Rewrite the lines of all the records below with "thickest part" changed to "widest part" everywhere it occurs and everything else kept the same. Leave the pictures out.

----------------

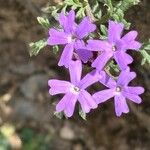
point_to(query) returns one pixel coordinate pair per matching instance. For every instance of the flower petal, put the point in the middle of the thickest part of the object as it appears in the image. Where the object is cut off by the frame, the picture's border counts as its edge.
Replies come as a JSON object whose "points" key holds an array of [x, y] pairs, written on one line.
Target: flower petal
{"points": [[66, 55], [89, 79], [129, 40], [98, 45], [130, 36], [134, 90], [84, 28], [58, 86], [103, 96], [75, 69], [125, 77], [82, 51], [114, 31], [122, 59], [133, 97], [100, 62], [68, 22], [57, 37], [67, 104], [86, 101], [107, 80], [120, 105]]}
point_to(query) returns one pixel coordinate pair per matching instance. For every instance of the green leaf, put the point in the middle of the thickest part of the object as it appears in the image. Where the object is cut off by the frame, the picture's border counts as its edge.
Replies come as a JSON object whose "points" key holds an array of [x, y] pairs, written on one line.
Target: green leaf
{"points": [[44, 22], [59, 115], [35, 47], [145, 52], [82, 114]]}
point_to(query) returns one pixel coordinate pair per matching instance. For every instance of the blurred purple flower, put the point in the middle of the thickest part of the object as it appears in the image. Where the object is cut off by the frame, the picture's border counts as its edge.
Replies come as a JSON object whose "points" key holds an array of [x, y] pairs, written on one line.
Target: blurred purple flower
{"points": [[114, 47], [75, 90], [120, 91], [72, 37]]}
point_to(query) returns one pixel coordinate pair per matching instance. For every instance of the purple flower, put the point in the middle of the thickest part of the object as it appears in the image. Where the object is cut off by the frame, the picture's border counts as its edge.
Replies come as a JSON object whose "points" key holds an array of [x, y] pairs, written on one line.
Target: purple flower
{"points": [[75, 90], [72, 37], [120, 91], [114, 47]]}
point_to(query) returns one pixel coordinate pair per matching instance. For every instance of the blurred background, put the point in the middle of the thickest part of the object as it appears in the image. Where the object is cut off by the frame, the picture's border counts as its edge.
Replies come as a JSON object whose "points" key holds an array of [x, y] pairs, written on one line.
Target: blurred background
{"points": [[26, 108]]}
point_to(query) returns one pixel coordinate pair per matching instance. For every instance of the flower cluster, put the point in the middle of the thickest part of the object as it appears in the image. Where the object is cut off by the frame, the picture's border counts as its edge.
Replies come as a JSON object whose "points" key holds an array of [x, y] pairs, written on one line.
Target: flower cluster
{"points": [[78, 51]]}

----------------

Full answer
point_to(query) returns one pixel coordinate pair per matching instance. For every instance of the flower petal, put the point in the middle of the widest part of the object as it appears in the image. Where the object is cut off by the frame, the picture's border counts as its edge.
Replies come as a JSON object whose "points" key holds an array of [x, y] pairs, written on one line.
Target: flower petal
{"points": [[66, 55], [89, 79], [129, 40], [98, 45], [130, 36], [134, 90], [84, 28], [58, 86], [103, 96], [75, 69], [125, 77], [82, 51], [114, 31], [122, 59], [133, 97], [100, 62], [68, 22], [57, 37], [67, 104], [86, 101], [107, 80], [120, 105]]}
point_to(query) returns one pixel coordinate pair per matching instance. For every instance of the green leaf, put the point in the middle of the widest part of the object as it appears in the image. Where the object is cut off by the frame, the picture's border counts as its edge.
Replies come as a JSON object whose "points" key holds an array of [x, y] pairs, written on one line.
Target: green leaf
{"points": [[44, 22], [59, 115], [35, 47], [145, 52], [82, 114]]}
point_to(query) returns one pixel coordinate pair per matching instance. For every instance of the blurred purple flower, put the point in the middle of the widest part of the object as it appears in the image. Where the object is cut off by the frame, the picture's border counts as its edge.
Replies come as a JSON object whose "points" key holds an array of [x, y] pairs, written on one line.
Target: blurred purple flower
{"points": [[114, 47], [75, 90], [120, 91], [72, 37]]}
point_to(query) returns one pixel coordinate pair per matching instance. For every instance of the purple flower, put the point in the middle of the widest part of the object as it appears in the image. Where the object is cut off by the frame, the picture's border counts as its edge.
Replies come as a JSON object whose "points" key holds an array of [x, y] pairs, written on one line.
Target: purple flower
{"points": [[75, 90], [72, 37], [120, 91], [114, 47]]}
point_to(query) returns one pixel coordinate pair per matching instance. For every instance of the blurred background, put the point in the middle of the widest part of the object as it appears in the image. Where the object is cut off by the frame, the picture's border counts as its edge.
Replies come as a JSON object whose "points" key holds an array of [x, y] pairs, written on one line.
Target: blurred background
{"points": [[26, 108]]}
point_to(query) returns one pixel coordinate pair per matching instance. For every instance of the flower cluster, put the point in the middle of the widest part of the object as it appears in the image. Where the object is cut off by the frame, the picture's border counts as its edge.
Replies come as a JSON object whose "points" key holds an array of [x, y] pairs, written on one line.
Target: flower cluster
{"points": [[78, 51]]}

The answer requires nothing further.